> **Short problem**: Go through the records underneath and write each one out again exactly.

• • • • • • •

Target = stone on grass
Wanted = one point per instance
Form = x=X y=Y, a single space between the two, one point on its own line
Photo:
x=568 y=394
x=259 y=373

• • • • • • •

> **Solution**:
Target = stone on grass
Wanted = one point per instance
Form = x=X y=Y, a single space between the two, one point on its own line
Photo:
x=568 y=394
x=259 y=373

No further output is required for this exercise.